• [Written problem]: Repeat the following lines exactly and nothing else: the line containing "outline blue sky, every instance" and each line after it through the end of the listing.

• [Data for the task]:
⟨

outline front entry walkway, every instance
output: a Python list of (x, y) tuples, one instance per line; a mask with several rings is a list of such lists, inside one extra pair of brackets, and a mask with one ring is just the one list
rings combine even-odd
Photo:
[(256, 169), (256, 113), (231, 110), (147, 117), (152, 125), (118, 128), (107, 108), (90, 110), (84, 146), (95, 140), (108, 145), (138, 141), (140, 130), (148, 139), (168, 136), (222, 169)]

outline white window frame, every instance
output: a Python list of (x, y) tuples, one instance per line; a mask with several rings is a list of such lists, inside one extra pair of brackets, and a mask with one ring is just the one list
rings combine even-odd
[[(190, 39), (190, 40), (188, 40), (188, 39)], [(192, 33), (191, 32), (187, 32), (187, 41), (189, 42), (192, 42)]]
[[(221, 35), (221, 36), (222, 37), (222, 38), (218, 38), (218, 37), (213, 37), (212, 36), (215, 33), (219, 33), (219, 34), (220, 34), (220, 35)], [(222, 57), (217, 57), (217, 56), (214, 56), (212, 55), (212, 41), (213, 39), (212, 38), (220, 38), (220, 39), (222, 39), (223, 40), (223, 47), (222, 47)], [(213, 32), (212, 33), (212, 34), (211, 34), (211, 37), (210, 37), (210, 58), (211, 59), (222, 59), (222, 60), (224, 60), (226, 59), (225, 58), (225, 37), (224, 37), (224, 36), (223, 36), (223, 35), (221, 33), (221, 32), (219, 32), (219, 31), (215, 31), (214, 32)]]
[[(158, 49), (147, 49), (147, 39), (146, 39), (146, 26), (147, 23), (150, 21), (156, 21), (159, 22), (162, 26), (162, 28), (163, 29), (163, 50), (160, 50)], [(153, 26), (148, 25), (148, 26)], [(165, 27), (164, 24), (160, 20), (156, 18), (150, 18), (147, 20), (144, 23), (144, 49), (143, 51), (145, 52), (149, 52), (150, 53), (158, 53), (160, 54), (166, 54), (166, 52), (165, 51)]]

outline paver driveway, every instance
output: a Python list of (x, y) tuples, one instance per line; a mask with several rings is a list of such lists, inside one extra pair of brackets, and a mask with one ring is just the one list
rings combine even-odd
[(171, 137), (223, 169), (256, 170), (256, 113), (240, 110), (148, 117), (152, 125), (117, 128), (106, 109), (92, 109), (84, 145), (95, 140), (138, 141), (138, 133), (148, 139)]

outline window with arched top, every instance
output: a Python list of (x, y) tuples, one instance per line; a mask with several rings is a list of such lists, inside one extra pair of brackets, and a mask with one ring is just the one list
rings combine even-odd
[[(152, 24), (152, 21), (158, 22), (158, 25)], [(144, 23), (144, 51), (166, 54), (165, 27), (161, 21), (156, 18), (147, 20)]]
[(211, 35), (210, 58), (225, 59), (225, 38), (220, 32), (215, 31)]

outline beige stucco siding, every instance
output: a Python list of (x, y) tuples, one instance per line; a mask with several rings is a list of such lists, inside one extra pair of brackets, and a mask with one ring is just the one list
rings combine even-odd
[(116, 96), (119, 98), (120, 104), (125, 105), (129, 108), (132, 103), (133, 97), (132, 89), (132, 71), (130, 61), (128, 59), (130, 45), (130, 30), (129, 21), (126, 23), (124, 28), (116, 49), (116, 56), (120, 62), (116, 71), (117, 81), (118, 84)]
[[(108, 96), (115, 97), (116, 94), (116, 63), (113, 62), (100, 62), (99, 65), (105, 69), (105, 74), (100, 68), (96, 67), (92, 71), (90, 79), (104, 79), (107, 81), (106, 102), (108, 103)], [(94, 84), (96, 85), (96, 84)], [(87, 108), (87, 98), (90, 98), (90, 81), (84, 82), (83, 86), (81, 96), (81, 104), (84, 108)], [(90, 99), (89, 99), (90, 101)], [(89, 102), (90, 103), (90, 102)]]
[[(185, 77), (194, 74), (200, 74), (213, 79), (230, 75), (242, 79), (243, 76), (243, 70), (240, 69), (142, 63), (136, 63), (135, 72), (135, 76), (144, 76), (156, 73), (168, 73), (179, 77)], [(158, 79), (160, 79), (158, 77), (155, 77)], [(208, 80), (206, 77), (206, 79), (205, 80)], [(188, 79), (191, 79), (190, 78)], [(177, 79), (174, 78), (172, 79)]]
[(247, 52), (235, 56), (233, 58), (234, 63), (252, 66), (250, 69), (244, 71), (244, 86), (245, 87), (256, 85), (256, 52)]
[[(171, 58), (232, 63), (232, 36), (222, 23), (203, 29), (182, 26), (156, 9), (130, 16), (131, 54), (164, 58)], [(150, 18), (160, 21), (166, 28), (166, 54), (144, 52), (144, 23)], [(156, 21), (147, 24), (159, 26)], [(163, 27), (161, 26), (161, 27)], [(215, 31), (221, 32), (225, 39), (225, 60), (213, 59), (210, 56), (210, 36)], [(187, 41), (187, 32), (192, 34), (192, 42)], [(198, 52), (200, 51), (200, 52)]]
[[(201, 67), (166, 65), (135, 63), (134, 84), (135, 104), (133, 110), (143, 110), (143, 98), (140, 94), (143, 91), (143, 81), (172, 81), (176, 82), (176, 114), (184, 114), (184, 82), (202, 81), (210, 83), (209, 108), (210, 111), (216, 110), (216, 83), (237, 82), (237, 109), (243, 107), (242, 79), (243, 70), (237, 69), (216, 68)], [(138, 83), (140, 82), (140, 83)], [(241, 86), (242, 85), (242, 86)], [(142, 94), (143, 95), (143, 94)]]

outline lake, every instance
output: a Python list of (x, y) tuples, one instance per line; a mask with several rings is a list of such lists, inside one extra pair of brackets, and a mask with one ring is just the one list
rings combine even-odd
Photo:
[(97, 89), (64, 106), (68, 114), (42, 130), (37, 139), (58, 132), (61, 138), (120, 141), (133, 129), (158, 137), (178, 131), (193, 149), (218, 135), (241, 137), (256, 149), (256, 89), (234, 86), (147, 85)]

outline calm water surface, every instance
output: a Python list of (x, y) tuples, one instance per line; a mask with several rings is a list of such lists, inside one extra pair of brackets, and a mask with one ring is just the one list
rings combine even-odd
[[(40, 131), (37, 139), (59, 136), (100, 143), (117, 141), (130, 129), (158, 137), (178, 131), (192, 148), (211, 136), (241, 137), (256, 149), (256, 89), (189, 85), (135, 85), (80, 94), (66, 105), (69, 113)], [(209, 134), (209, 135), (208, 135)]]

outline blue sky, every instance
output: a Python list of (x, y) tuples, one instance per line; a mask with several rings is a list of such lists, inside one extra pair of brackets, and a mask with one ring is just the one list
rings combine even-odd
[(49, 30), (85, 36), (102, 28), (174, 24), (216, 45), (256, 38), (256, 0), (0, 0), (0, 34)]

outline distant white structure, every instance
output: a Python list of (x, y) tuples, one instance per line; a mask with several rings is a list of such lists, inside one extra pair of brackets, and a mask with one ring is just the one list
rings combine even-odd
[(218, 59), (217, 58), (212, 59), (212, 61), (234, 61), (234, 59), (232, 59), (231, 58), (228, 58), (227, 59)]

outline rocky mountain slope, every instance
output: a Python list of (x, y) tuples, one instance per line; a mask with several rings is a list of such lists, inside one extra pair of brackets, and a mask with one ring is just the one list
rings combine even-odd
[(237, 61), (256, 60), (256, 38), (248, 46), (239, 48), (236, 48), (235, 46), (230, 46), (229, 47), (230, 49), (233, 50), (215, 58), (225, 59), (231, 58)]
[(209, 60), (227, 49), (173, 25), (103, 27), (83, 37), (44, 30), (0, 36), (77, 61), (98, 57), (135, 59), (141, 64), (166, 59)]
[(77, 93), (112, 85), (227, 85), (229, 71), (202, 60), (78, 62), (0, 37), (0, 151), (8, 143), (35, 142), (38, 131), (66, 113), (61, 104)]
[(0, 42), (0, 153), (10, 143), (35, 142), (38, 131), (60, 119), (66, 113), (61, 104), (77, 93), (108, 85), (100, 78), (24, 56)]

⟩

• [Response]:
outline blue sky, every instance
output: a Python list of (x, y) tuples, one instance per line; a mask with several rings is a list of such lists, inside one extra pair of brackets, and a mask with one ring is just the one list
rings combine even-odd
[(49, 30), (85, 36), (102, 28), (174, 24), (216, 45), (256, 38), (256, 0), (0, 0), (0, 34)]

outline distant white structure, every instance
output: a Python list of (x, y) tuples, one instance per line; a mask with several rings is a list of such lists, inside one extra pair of brackets, and a mask with one ring is just the one list
rings combine even-odd
[(218, 59), (217, 58), (212, 59), (212, 61), (234, 61), (234, 59), (232, 59), (231, 58), (228, 58), (227, 59)]

outline rocky mountain slope, every instance
output: a Python list of (x, y) tuples, one instance per line; a mask with several rings is a list of such lists, inside one extra pair of brackets, and a mask with one ring is just the one list
rings combine even-odd
[(237, 61), (256, 60), (256, 38), (248, 46), (239, 48), (236, 48), (235, 46), (230, 46), (229, 47), (230, 49), (233, 50), (215, 58), (225, 59), (231, 58)]
[(209, 60), (227, 49), (173, 25), (103, 27), (83, 37), (44, 30), (0, 36), (77, 61), (98, 57), (135, 59), (141, 64), (166, 59)]
[(77, 93), (112, 85), (227, 85), (229, 71), (202, 60), (78, 62), (0, 37), (0, 151), (8, 143), (35, 142), (38, 131), (66, 113), (61, 104)]
[(0, 42), (0, 153), (10, 143), (35, 142), (38, 131), (60, 119), (66, 113), (61, 104), (77, 93), (108, 85), (100, 78), (24, 56)]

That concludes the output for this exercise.